---------- DOCUMENT EXCERPT ----------

Health. That’s what I missed. That’s what I wanted.
I couldn’t remember what it felt like to feel like me.
So instead of taking on the next three week challenge, or starving myself into my size two jeans (which I’m currently convinced I will never again get my muscle filled, if you please, bubble butt into), I took the advice of a good friend- a friend who saw through my desperate need to be validated by my appearance- and started lifting weights at the gym.
I didn’t correct my eating habits for a long time. I didn’t drop weight for even longer. My size didn’t decrease, my self-esteem didn’t immediately spike, I struggled through some very dark moments of “what’s the point, I’ll never be as skinny as I used to be.” And through every workout, in every utterance of despair, this friend reassured me that it takes time and it will be worth it when the time comes.
She didn’t just help me appreciate working out for strength and endurance over weight and looks. She didn’t just reacquaint me with gym equipment or boost my confidence in the weight room. She spoke to the core of my defeat. She revived me when I was ready to wave the white flag of surrender. She doesn’t know how much she truly helped me get back to me, again.

---------- DATA SECTION ----------

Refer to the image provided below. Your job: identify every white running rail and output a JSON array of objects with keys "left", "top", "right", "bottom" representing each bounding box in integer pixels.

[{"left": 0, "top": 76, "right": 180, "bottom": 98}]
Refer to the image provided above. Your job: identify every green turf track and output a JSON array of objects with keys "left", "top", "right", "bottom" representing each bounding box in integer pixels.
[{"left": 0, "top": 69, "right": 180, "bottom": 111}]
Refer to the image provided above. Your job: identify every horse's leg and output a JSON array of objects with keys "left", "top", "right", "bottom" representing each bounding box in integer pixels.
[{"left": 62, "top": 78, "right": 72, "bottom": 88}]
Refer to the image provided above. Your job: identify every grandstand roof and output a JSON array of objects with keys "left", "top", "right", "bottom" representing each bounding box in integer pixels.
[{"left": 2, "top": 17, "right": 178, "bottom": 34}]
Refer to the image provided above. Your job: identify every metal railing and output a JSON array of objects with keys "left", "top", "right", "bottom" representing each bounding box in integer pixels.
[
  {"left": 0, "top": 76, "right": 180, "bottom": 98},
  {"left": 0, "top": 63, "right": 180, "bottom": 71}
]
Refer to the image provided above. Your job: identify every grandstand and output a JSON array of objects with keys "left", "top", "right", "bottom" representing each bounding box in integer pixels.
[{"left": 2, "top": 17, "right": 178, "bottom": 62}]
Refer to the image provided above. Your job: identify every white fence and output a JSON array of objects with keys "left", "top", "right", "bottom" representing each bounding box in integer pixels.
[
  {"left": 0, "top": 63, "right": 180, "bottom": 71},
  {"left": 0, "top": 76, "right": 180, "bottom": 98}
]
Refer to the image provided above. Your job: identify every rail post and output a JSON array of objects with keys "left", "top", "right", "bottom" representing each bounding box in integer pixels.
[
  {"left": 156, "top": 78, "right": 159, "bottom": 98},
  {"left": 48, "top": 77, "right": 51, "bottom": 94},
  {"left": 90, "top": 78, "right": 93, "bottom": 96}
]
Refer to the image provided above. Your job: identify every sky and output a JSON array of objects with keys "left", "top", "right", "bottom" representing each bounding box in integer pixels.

----------

## EXERCISES
1) Answer these questions about the essay on regaining health:
(a) What size of jeans does the writer mention?
(b) On a friend's advice, what did the writer start doing at the gym?
(c) During every workout, what did the friend reassure the writer of?
2) Duplicate the passage of the essay on regaining health between "She didn’t just help" and "to me, again.", inclusive.

## SOLVED PROBLEMS
1)
(a) Size two.
(b) Lifting weights.
(c) That it takes time and it will be worth it when the time comes.

2)
She didn’t just help me appreciate working out for strength and endurance over weight and looks. She didn’t just reacquaint me with gym equipment or boost my confidence in the weight room. She spoke to the core of my defeat. She revived me when I was ready to wave the white flag of surrender. She doesn’t know how much she truly helped me get back to me, again.